Check each line of the listing below for the string "query", and copy the ones that have it.
--- START ---
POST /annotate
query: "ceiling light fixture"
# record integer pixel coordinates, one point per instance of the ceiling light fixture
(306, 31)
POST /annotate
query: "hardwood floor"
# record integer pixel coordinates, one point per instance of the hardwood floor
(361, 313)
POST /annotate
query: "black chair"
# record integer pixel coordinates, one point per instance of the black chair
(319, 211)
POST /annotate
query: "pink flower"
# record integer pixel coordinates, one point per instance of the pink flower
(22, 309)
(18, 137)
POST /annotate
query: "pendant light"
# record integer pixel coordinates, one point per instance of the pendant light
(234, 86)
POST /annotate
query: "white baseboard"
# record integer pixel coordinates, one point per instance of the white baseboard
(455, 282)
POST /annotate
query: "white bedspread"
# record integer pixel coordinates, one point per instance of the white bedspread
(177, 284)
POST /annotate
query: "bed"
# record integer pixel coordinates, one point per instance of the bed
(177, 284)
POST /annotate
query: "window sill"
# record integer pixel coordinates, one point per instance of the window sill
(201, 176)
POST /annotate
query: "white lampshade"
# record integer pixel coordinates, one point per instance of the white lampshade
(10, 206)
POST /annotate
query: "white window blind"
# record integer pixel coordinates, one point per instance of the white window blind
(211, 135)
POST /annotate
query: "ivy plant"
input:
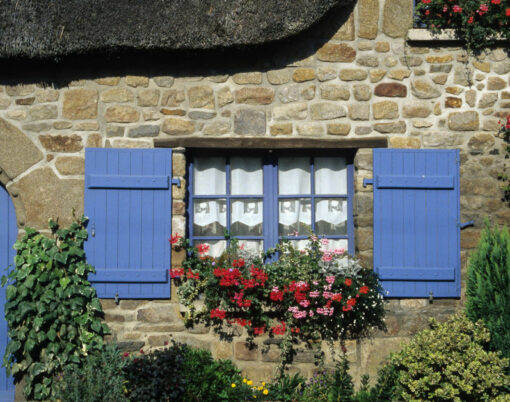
--- END ---
[Answer box]
query: "ceiling light fixture"
query: "hardwood floor"
query: "black chair"
query: "pink flower"
query: "pendant light"
query: "white baseboard"
query: "white bedspread"
query: "bed"
query: "window sill"
query: "white lampshade"
query: "white window blind"
query: "ivy plant"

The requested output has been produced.